* REQUIREMENT *
Could you repeat every record below exactly as written?

Referring expression pointing data:

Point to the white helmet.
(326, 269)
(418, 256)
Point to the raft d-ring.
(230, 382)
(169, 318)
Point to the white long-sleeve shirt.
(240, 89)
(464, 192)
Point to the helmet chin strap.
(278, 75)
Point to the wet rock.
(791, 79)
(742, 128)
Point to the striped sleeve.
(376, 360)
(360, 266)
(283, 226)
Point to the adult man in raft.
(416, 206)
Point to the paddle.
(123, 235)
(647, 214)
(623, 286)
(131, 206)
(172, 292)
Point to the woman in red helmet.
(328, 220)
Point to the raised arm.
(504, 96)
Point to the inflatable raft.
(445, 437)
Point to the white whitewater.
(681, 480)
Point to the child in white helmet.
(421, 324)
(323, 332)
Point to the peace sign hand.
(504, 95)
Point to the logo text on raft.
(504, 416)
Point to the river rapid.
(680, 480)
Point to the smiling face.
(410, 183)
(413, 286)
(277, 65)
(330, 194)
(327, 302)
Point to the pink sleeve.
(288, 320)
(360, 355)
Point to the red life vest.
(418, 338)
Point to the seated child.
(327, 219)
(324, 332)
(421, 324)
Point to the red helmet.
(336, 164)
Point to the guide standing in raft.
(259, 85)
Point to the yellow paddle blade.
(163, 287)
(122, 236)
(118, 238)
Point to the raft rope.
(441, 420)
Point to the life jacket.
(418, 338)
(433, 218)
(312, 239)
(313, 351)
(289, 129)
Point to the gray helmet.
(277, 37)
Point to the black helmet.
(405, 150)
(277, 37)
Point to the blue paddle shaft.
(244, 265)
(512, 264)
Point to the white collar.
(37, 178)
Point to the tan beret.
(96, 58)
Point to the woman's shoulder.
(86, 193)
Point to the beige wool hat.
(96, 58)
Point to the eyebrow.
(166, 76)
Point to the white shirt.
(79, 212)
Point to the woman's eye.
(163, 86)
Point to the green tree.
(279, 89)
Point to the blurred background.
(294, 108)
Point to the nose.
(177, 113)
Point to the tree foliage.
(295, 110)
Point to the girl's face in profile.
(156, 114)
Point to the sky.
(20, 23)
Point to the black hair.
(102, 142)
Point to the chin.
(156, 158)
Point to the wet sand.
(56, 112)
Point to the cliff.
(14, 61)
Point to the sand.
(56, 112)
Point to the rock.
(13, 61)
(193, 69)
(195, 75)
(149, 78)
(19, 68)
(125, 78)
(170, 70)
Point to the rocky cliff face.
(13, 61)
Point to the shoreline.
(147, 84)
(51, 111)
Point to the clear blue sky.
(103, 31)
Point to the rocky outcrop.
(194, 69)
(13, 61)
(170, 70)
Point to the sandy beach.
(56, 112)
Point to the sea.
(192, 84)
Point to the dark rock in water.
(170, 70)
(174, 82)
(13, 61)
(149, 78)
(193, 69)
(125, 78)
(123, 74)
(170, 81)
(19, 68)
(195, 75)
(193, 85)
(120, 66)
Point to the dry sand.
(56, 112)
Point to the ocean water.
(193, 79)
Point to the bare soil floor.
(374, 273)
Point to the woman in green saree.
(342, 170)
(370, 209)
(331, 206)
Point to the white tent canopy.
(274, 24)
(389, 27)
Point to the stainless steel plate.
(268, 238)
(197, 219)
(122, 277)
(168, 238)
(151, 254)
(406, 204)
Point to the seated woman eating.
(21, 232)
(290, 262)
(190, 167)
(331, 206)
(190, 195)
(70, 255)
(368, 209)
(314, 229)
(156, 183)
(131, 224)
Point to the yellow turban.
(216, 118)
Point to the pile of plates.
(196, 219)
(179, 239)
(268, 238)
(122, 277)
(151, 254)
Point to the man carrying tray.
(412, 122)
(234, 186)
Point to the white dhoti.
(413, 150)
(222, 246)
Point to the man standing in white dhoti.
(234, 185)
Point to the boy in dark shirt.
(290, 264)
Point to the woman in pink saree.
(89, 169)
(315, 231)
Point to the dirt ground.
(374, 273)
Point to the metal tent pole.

* TASK OUTPUT *
Point to the white helmet.
(326, 269)
(418, 256)
Point to the raft d-ring.
(230, 382)
(169, 318)
Point to the white long-sleeve shirt.
(240, 89)
(464, 192)
Point to the helmet chin strap.
(278, 75)
Point to the wet rock.
(791, 79)
(742, 128)
Point to the striped sleeve.
(376, 360)
(360, 266)
(283, 226)
Point to the adult man in raft.
(416, 206)
Point to the paddle.
(123, 235)
(647, 214)
(623, 286)
(131, 206)
(172, 292)
Point to the woman in red helmet.
(328, 220)
Point to the raised arm.
(504, 96)
Point to the inflatable raft.
(445, 437)
Point to the white whitewater.
(681, 480)
Point to the child in white helmet.
(421, 324)
(323, 332)
Point to the peace sign hand.
(504, 95)
Point to the logo text on raft.
(504, 416)
Point to the river rapid.
(680, 480)
Point to the smiling face.
(410, 183)
(413, 286)
(277, 65)
(330, 194)
(327, 302)
Point to the pink sleeve.
(288, 320)
(360, 355)
Point to the red life vest.
(418, 338)
Point to the seated child.
(327, 219)
(324, 332)
(421, 324)
Point to the red helmet.
(336, 164)
Point to the guide standing in raft.
(259, 85)
Point to the yellow paddle blade.
(163, 287)
(122, 236)
(118, 238)
Point to the raft rope.
(441, 420)
Point to the life jacket.
(418, 338)
(433, 218)
(312, 239)
(313, 351)
(289, 129)
Point to the gray helmet.
(277, 37)
Point to the black helmet.
(405, 150)
(277, 37)
Point to the blue paddle shaft.
(244, 265)
(512, 264)
Point to the white collar.
(37, 178)
Point to the tan beret.
(96, 58)
Point to the woman's shoulder.
(86, 193)
Point to the beige wool hat.
(96, 58)
Point to the eyebrow.
(166, 76)
Point to the white shirt.
(79, 212)
Point to the woman's eye.
(163, 86)
Point to the green tree.
(279, 89)
Point to the blurred background.
(294, 108)
Point to the nose.
(177, 113)
Point to the tree foliage.
(295, 110)
Point to the girl's face in profile.
(156, 114)
Point to the sky.
(20, 23)
Point to the black hair.
(102, 142)
Point to the chin.
(156, 158)
Point to the wet sand.
(56, 112)
Point to the cliff.
(14, 61)
Point to the sand.
(56, 112)
Point to the rock.
(13, 61)
(193, 69)
(195, 75)
(149, 78)
(19, 68)
(125, 78)
(170, 70)
Point to the rocky cliff face.
(13, 61)
Point to the shoreline.
(147, 84)
(51, 111)
Point to the clear blue sky.
(103, 31)
Point to the rocky outcrop.
(194, 69)
(13, 61)
(170, 70)
Point to the sandy beach.
(56, 112)
Point to the sea.
(192, 84)
Point to the dark rock in water.
(170, 70)
(174, 82)
(13, 61)
(149, 78)
(193, 69)
(125, 78)
(123, 74)
(170, 81)
(19, 68)
(195, 75)
(193, 85)
(120, 66)
Point to the dry sand.
(56, 112)
Point to the ocean water.
(193, 79)
Point to the bare soil floor.
(374, 273)
Point to the woman in green saree.
(342, 170)
(370, 209)
(331, 206)
Point to the white tent canopy.
(274, 24)
(389, 27)
Point to the stainless steel plate.
(268, 238)
(197, 219)
(122, 277)
(168, 238)
(151, 254)
(406, 204)
Point to the seated woman eating.
(21, 232)
(290, 262)
(190, 167)
(331, 206)
(190, 195)
(70, 255)
(368, 209)
(314, 229)
(156, 183)
(131, 224)
Point to the yellow turban.
(216, 118)
Point to the pile of plates.
(196, 219)
(179, 239)
(268, 238)
(122, 277)
(151, 254)
Point to the man carrying tray.
(412, 122)
(234, 186)
Point to the white dhoti.
(413, 150)
(222, 246)
Point to the man standing in white dhoti.
(234, 185)
Point to the boy in dark shirt.
(290, 264)
Point to the woman in pink saree.
(89, 169)
(315, 231)
Point to the dirt ground.
(374, 273)
Point to the metal tent pole.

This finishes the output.